| What is needed |
From the line containing "job | pin one point per instance of the inlaid" through the last line of the entries below, repeat each line word for word and leave out the rest.

| Data for the task |
○ ○ ○ ○
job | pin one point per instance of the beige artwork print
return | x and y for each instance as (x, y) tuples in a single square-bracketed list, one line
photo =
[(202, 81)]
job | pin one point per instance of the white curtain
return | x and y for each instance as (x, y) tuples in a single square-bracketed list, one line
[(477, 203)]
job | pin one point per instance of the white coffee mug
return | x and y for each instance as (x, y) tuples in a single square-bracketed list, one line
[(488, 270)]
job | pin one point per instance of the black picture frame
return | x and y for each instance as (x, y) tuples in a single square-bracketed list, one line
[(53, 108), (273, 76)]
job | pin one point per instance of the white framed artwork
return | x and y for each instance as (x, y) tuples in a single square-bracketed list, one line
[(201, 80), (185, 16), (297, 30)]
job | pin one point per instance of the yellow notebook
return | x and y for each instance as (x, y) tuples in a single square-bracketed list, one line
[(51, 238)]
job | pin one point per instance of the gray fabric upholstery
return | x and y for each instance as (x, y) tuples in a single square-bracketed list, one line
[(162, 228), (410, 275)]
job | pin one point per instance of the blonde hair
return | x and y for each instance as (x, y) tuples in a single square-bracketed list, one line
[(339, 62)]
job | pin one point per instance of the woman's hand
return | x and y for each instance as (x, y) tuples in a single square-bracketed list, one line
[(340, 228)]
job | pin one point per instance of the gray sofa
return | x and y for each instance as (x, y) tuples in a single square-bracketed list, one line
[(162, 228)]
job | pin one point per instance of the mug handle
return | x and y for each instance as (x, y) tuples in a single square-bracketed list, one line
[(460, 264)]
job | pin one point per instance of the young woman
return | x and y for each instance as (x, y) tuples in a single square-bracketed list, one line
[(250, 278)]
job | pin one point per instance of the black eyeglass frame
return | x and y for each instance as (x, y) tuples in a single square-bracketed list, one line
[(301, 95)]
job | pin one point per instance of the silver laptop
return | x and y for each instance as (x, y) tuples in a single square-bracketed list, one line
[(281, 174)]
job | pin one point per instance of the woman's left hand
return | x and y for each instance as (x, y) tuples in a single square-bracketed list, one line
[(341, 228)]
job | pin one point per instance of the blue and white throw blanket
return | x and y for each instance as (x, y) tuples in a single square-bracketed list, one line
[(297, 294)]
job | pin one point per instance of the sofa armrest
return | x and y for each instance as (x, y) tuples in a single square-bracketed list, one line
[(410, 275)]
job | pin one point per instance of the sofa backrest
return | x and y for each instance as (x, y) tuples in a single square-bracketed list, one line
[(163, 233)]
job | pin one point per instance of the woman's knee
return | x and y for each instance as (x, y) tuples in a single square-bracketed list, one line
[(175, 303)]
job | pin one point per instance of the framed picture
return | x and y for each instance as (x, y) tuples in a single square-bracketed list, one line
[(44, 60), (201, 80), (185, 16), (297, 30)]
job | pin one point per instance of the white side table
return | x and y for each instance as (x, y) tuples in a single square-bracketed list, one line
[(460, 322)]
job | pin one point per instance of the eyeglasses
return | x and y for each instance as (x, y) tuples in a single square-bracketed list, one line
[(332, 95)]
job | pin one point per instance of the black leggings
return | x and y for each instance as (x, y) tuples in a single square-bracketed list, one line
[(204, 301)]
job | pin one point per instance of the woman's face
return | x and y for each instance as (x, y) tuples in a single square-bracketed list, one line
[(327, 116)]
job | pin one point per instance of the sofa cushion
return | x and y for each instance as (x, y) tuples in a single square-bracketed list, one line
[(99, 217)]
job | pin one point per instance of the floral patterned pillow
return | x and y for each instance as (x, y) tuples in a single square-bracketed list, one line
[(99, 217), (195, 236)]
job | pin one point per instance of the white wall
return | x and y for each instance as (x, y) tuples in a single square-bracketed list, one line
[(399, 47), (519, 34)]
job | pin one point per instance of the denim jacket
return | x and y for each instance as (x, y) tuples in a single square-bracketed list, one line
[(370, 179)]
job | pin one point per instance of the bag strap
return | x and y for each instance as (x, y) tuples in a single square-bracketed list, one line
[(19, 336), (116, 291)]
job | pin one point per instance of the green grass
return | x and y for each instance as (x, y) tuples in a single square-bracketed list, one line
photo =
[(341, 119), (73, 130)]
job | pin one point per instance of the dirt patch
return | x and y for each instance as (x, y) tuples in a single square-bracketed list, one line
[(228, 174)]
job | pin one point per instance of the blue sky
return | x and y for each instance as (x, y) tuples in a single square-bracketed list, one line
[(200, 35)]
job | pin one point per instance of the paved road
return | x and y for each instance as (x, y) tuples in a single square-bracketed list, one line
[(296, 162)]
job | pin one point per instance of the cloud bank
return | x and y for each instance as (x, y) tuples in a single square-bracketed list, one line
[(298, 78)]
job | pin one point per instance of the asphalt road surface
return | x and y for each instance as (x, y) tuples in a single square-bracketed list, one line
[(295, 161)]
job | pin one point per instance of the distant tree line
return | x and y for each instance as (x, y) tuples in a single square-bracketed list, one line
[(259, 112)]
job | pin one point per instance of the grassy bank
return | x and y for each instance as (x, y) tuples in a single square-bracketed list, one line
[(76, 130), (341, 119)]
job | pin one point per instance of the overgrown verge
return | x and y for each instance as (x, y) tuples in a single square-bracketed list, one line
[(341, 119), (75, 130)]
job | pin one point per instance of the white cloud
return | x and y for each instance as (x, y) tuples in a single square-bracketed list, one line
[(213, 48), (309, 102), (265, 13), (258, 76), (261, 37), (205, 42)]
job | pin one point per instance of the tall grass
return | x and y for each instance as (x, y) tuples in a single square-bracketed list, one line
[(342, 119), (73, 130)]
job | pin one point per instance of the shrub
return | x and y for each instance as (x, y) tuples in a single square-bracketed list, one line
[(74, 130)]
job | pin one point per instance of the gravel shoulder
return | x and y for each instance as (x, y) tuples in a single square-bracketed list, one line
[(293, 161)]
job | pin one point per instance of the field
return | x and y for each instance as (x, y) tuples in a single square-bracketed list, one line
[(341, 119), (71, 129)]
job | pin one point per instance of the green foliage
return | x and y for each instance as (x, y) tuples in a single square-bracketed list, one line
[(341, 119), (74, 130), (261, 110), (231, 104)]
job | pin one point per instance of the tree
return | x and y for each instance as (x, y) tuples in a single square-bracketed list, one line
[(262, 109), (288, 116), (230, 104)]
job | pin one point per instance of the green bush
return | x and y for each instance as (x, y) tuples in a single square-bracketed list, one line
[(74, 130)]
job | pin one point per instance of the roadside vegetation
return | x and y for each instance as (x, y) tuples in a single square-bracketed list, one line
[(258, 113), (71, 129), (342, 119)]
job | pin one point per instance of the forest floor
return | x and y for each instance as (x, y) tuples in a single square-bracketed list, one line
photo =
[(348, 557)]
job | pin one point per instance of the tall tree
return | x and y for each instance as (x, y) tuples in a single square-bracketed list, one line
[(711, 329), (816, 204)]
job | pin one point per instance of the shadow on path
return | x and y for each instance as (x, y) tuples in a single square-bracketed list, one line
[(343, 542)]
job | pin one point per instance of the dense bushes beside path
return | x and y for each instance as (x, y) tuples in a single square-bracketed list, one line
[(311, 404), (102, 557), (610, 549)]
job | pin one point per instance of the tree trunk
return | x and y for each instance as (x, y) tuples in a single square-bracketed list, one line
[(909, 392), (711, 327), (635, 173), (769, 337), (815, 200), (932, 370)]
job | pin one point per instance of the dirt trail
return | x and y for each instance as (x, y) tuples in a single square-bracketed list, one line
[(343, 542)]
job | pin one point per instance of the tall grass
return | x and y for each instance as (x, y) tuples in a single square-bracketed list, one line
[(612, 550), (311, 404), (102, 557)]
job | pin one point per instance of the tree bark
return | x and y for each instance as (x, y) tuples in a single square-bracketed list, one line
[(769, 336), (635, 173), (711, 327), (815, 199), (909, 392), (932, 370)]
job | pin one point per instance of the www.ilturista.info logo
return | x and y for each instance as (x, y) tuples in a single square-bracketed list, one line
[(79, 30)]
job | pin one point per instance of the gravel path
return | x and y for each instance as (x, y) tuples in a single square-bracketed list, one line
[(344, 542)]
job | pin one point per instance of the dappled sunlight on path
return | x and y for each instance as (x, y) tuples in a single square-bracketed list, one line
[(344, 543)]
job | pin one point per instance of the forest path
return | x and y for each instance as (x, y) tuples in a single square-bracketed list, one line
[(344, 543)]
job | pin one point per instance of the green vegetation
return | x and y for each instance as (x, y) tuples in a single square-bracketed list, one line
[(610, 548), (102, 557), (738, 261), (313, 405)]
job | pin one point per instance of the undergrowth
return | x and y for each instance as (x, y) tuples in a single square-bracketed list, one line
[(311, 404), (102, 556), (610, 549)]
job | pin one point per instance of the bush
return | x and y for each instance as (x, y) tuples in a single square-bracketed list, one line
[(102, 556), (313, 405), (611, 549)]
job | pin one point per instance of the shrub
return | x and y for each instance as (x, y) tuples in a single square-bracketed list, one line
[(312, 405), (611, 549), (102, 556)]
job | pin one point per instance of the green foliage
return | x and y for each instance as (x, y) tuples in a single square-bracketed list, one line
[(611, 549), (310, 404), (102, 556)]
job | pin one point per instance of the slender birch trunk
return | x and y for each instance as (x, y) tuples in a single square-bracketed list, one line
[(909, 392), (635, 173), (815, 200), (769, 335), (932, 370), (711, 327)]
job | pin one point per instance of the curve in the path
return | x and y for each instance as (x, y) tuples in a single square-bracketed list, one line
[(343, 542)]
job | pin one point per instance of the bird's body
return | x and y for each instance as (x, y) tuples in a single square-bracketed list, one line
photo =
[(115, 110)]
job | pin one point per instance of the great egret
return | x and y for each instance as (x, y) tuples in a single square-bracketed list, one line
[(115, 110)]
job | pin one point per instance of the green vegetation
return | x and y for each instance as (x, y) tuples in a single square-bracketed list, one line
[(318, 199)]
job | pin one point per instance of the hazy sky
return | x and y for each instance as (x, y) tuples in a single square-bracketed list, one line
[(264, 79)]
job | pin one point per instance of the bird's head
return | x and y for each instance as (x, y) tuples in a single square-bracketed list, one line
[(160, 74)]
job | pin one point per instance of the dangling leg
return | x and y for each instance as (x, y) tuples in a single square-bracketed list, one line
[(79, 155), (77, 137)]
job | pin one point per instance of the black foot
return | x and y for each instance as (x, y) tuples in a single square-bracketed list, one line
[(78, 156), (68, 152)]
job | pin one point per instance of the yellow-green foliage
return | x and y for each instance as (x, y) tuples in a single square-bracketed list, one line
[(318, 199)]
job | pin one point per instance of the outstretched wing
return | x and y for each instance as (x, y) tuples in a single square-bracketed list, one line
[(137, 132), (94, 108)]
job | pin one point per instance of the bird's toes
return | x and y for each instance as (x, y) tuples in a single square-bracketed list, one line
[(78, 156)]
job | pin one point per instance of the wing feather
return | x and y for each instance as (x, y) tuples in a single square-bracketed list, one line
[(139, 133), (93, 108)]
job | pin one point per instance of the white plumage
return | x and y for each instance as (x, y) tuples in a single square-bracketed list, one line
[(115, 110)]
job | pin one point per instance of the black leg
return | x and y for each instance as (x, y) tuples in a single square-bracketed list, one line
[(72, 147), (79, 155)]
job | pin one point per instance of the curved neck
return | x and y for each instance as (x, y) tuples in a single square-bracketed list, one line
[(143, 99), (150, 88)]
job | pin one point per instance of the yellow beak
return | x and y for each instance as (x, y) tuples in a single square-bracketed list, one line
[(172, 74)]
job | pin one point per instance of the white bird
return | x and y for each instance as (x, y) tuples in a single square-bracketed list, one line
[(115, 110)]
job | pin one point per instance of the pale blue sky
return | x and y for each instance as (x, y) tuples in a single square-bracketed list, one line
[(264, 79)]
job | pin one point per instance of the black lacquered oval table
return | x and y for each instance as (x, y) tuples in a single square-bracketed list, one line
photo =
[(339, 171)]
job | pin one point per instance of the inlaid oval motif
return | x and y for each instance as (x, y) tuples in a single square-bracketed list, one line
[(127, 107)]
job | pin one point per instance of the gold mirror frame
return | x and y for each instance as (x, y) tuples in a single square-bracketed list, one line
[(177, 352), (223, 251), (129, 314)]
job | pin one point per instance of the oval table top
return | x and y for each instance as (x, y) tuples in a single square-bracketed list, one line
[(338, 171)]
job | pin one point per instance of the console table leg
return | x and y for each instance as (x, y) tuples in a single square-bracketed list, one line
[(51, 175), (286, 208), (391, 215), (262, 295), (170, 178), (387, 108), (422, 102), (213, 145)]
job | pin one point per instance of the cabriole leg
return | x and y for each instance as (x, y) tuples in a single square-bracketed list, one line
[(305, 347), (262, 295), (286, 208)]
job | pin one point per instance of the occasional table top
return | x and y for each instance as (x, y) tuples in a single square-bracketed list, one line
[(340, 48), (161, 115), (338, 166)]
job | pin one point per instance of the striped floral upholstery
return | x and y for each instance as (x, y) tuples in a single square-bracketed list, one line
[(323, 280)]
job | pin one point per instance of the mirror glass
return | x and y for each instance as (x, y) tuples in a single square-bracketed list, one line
○ ○ ○ ○
| Solved problem |
job | pin one point per instance of the inlaid oval motif
return | x and y for each instance as (x, y) tuples in a single square-bracketed list, one line
[(127, 107)]
job | pin one point per instance of the gold mirror frame
return | x and y for each instance as (x, y) tuples in a single square-bracketed list, one line
[(177, 352), (223, 251), (129, 314)]
job | pin one point per instance of the oval table top
return | x and y for each instance as (x, y) tuples in a single square-bracketed list, one line
[(338, 171)]
job | pin one point per instance of the console table leg
return | x and y for each instance as (x, y) tuples in a single square-bracketed list, one line
[(51, 175), (286, 208), (391, 215), (262, 295), (170, 178), (387, 108), (422, 102), (213, 145)]
job | pin one point per instance of the cabriole leg
return | x and y for each instance as (x, y) tuples in a single square-bracketed list, one line
[(305, 347), (262, 295), (286, 208)]
job | pin one point per instance of the occasional table top
return | x and y for each instance as (x, y) tuples in a single square-bracketed list, one line
[(340, 48), (161, 115), (338, 166)]
job | pin one point per instance of the striped floral upholstery
return | x and y for each instance as (x, y) tuples in a single square-bracketed list, one line
[(323, 280)]
job | pin one point per instance of the mirror glass
return | x and y for each instance as (x, y) tuples in a single square-bracketed list, one line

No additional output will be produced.